• [SELECTED PASSAGE]:
■ ■ ■

This is because httpclient is retrying on error for three times by
default.  This has to be disabled in the Solr connector, or the rest
of the logic won't work right.

I've opened a ticket (CONNECTORS-610) for this problem too.

Karl

On Mon, Jan 14, 2013 at 10:13 AM, Ahmet Arslan <[email protected]> wrote:
> Hi Karl,
>
> Thanks for quick fix.
>
> I am still seeing the following error after 'svn up' and 'ant build'
>
> ERROR 2013-01-14 17:09:41,949 (Worker thread '6') - Exception tossed: 
> Repeated service interruptions - failure processing document: null
> org.apache.manifoldcf.core.interfaces.ManifoldCFException: Repeated service 
> interruptions - failure processing document: null
>         at 
> org.apache.manifoldcf.crawler.system.WorkerThread.run(WorkerThread.java:585)
> Caused by: org.apache.http.client.ClientProtocolException
>         at 
> org.apache.http.impl.client.AbstractHttpClient.execute(AbstractHttpClient.java:909)
>         at 
> org.apache.http.impl.client.AbstractHttpClient.execute(AbstractHttpClient.java:805)

■ ■ ■

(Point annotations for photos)
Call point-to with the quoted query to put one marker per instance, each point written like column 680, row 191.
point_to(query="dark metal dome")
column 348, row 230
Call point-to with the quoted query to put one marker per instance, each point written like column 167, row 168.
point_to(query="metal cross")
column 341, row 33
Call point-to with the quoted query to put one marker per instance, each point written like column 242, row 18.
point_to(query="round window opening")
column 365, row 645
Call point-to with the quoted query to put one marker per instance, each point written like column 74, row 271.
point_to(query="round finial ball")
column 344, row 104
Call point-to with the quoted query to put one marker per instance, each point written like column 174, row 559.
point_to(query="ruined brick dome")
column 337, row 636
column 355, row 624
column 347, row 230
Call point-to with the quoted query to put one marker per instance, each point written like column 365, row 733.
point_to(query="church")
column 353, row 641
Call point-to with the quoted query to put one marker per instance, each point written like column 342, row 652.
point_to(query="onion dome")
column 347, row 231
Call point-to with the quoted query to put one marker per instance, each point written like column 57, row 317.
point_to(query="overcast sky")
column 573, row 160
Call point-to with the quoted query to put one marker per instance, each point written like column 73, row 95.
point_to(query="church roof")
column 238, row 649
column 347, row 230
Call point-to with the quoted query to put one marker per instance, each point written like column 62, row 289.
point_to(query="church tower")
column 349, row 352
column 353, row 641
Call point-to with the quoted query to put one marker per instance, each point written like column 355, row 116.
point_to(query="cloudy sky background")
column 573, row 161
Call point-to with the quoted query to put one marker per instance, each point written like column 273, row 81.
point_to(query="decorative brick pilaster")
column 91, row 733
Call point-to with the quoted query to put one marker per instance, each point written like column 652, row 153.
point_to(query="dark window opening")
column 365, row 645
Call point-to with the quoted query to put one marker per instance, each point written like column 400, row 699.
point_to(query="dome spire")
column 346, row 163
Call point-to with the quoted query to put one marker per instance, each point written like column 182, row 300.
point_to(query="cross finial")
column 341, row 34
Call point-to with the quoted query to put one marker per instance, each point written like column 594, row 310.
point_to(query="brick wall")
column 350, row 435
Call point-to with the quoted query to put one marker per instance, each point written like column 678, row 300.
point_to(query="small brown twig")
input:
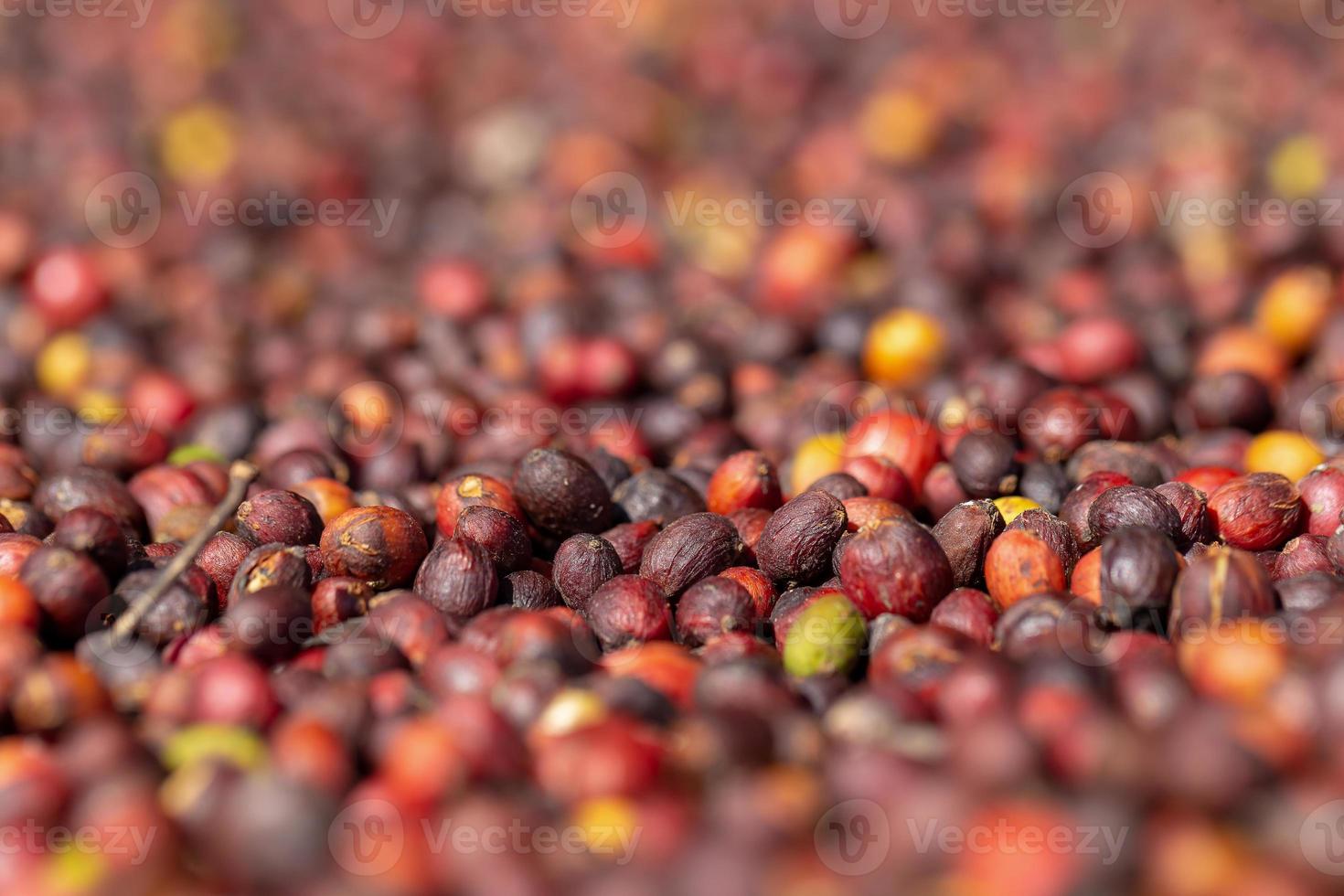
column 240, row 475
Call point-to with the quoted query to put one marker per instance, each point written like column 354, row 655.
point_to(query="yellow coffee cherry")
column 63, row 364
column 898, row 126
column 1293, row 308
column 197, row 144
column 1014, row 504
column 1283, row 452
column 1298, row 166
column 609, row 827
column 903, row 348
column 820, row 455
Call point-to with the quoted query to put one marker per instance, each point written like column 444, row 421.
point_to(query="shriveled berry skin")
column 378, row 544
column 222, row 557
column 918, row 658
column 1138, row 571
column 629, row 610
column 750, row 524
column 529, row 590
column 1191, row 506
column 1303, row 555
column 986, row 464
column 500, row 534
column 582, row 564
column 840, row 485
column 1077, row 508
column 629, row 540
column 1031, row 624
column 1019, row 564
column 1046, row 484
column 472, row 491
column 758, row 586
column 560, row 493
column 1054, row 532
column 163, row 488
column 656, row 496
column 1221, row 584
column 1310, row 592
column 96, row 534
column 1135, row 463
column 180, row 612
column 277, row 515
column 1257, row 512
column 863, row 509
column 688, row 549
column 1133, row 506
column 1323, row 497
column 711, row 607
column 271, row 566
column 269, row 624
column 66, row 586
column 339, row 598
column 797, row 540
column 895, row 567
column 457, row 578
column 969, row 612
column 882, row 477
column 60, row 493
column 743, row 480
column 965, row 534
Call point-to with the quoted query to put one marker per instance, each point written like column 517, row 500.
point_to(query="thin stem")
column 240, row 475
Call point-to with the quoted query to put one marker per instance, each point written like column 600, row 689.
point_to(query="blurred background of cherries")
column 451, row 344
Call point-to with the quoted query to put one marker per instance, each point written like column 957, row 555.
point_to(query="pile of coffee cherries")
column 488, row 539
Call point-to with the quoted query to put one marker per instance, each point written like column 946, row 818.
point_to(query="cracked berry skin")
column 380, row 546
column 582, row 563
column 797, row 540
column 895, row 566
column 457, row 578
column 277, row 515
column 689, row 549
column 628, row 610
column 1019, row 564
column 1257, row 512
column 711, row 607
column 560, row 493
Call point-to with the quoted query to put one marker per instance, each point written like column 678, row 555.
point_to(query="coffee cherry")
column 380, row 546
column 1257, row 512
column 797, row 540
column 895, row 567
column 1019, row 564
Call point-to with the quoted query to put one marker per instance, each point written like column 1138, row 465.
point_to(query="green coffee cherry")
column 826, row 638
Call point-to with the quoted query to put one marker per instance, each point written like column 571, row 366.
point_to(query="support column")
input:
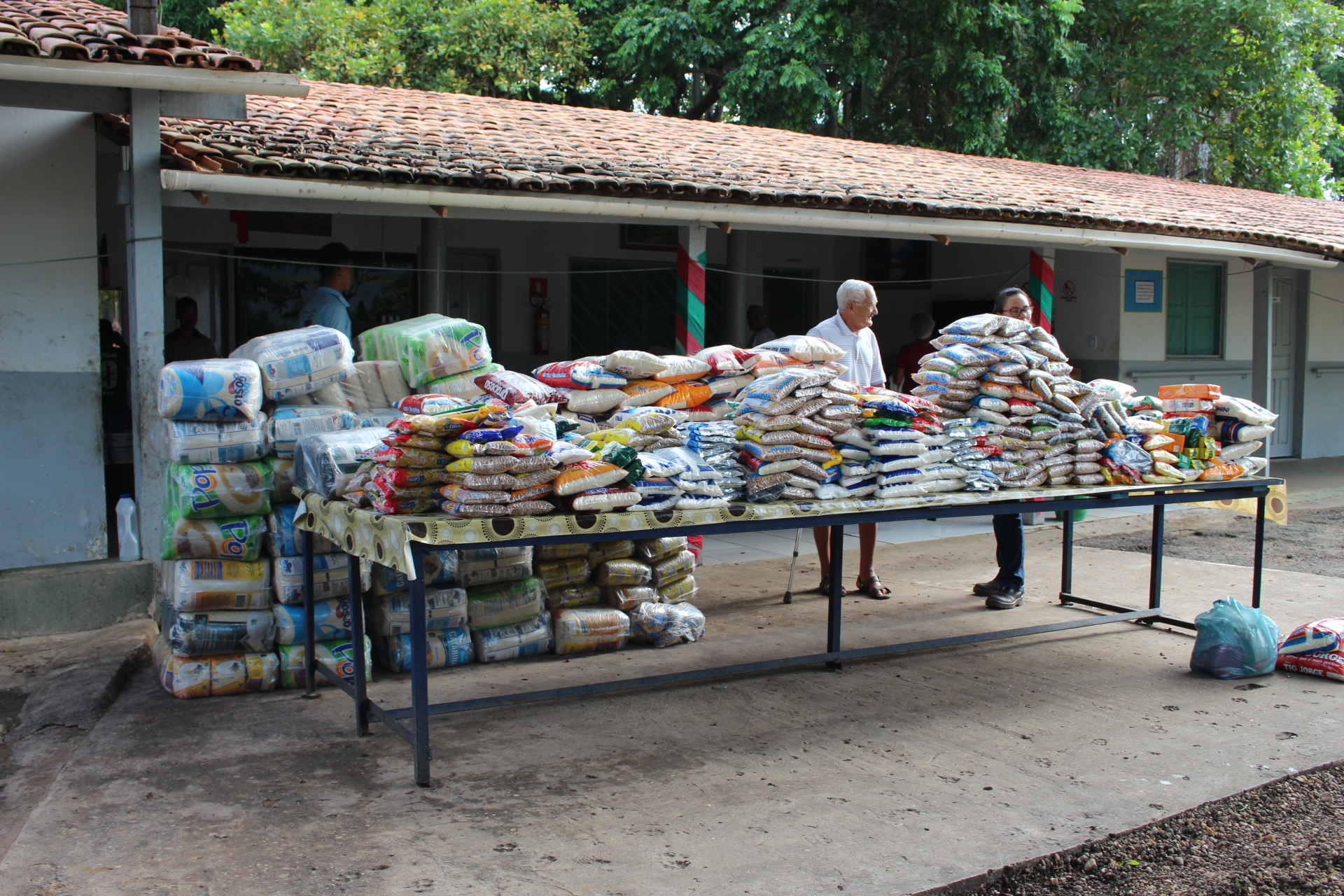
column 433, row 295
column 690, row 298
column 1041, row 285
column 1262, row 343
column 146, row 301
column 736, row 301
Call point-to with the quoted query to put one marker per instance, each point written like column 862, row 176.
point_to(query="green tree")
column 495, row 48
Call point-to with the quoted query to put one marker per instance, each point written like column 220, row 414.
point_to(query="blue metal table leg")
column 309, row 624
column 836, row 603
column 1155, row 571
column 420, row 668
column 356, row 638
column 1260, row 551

■ ■ ■

• [REQUIRED TASKS]:
1. Write out the stretch of the Solr connector thread from "This is because" through "won't work right.".
2. In the Solr connector thread, how many times does httpclient retry on error by default?
The lines were drawn from a separate source, unrelated to the Solr connector thread.

• [RESPONSES]:
1.
This is because httpclient is retrying on error for three times by
default.  This has to be disabled in the Solr connector, or the rest
of the logic won't work right.

2. Three times.